_Activity:_ Work out how many lines in the listing below carry the word "cymbal". Give that number alone.

═══ Data in this exercise

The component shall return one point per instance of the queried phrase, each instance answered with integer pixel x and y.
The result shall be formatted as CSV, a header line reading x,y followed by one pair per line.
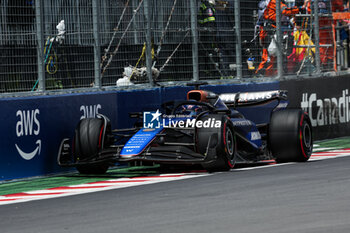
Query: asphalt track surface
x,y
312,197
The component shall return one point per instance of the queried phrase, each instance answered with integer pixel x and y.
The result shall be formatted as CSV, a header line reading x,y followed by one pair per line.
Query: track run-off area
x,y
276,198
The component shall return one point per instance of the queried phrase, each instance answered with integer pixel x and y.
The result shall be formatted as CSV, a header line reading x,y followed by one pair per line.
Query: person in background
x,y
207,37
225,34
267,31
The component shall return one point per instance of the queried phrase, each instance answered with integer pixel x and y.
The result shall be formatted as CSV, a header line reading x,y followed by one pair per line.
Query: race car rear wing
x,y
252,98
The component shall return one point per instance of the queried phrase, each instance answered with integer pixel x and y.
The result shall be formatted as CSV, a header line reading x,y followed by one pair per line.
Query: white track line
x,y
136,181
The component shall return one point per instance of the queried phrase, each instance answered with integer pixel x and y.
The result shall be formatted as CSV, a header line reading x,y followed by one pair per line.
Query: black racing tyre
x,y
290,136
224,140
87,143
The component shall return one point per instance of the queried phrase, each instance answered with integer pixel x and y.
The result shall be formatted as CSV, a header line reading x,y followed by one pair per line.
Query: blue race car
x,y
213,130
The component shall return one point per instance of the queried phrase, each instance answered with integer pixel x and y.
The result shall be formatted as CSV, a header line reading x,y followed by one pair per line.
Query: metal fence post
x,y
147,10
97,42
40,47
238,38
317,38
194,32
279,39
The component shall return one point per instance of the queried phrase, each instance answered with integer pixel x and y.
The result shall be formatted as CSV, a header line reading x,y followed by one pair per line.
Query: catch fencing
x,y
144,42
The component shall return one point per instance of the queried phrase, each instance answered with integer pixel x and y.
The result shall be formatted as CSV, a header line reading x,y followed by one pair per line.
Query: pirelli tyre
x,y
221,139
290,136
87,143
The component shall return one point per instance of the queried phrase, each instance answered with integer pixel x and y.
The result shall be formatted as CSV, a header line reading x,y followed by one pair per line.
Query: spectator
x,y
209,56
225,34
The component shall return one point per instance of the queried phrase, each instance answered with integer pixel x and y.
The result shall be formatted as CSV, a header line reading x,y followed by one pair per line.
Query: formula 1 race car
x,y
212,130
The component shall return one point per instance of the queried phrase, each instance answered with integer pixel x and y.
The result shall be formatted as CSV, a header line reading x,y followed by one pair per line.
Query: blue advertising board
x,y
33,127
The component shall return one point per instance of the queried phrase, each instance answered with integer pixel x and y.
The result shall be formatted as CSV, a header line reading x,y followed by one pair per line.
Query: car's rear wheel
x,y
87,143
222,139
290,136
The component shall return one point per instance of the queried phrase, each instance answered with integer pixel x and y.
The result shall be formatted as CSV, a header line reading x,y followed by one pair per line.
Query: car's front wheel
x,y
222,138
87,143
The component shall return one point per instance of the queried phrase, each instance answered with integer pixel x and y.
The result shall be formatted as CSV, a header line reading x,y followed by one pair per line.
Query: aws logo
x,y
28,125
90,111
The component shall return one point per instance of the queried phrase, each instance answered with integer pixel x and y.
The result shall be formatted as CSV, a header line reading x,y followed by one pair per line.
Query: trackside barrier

══════
═══ Data in this exercise

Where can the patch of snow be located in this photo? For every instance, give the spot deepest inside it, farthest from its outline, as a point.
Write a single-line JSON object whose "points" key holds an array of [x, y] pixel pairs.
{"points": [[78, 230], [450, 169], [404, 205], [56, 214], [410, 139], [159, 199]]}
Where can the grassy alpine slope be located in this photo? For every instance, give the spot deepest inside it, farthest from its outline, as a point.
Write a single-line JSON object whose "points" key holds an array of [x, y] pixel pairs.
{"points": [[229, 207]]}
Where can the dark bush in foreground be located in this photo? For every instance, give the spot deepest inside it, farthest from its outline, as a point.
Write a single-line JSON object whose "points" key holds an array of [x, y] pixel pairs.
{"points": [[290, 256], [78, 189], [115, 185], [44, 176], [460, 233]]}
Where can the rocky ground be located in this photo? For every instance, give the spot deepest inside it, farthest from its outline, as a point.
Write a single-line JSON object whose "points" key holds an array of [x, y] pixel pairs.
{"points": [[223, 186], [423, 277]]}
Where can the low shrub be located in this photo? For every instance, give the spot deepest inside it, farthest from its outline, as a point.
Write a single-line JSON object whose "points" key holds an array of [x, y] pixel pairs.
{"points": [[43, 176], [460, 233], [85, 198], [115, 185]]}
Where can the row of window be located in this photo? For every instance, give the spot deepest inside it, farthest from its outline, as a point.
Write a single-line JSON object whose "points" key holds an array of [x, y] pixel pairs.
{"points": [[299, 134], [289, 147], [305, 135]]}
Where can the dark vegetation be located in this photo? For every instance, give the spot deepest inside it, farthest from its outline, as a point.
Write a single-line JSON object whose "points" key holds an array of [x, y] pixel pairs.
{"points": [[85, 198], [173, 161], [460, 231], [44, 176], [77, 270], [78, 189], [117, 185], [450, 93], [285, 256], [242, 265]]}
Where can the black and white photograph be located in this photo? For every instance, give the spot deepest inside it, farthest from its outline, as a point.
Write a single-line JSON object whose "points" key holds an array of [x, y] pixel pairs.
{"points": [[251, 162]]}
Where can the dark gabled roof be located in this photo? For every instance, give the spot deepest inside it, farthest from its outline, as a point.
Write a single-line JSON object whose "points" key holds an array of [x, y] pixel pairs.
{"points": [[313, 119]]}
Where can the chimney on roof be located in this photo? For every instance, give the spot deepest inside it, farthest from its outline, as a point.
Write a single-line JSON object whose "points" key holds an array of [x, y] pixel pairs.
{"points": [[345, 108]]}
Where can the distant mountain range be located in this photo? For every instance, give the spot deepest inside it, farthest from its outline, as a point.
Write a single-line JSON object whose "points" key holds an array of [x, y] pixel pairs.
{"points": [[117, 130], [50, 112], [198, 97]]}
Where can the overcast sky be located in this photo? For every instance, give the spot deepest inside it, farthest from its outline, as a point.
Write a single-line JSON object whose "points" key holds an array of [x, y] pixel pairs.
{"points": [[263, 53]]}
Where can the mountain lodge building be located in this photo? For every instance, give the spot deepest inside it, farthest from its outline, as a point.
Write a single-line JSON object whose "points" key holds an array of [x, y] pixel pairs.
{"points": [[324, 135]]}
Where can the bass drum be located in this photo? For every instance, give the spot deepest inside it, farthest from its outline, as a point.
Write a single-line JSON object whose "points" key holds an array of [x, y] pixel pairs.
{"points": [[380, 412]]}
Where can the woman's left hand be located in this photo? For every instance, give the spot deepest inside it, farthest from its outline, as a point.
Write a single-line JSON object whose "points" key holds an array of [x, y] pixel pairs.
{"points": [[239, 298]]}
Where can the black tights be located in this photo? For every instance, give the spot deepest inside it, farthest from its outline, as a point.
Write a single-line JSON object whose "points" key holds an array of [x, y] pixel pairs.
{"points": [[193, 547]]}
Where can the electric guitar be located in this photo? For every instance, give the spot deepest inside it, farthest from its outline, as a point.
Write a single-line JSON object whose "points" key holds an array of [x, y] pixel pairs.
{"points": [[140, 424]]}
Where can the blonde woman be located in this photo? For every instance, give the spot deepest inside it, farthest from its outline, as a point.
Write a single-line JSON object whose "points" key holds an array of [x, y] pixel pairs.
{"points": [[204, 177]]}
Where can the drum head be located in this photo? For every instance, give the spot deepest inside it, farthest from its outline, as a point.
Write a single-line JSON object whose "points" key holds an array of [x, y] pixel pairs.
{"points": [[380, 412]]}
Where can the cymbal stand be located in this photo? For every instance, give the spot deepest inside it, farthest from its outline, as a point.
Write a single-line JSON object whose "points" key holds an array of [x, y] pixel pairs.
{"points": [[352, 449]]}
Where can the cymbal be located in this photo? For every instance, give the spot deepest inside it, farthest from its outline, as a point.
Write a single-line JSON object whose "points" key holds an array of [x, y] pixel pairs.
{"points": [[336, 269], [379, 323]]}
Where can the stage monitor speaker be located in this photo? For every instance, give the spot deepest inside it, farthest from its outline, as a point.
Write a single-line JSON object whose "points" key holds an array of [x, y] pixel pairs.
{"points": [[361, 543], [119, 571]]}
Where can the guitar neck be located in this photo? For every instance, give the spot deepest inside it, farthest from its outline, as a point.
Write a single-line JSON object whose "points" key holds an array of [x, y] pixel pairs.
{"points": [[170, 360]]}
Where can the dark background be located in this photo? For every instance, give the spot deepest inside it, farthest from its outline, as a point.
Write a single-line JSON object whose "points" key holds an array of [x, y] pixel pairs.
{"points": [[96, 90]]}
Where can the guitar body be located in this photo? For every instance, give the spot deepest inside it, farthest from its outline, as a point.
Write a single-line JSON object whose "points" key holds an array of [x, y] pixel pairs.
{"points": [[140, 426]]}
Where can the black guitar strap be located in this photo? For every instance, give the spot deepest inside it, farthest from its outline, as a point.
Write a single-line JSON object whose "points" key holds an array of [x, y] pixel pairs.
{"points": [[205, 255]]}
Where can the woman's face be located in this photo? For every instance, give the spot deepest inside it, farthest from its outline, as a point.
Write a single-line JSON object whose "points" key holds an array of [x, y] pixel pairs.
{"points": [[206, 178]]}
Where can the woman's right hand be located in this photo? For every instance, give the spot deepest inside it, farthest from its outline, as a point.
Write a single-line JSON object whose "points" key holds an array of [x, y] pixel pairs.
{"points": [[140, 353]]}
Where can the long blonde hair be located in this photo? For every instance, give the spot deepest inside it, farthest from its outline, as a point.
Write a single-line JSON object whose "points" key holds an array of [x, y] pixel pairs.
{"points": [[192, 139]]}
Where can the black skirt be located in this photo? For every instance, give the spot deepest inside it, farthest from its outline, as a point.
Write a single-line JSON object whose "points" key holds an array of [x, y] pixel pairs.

══════

_Output below:_ 2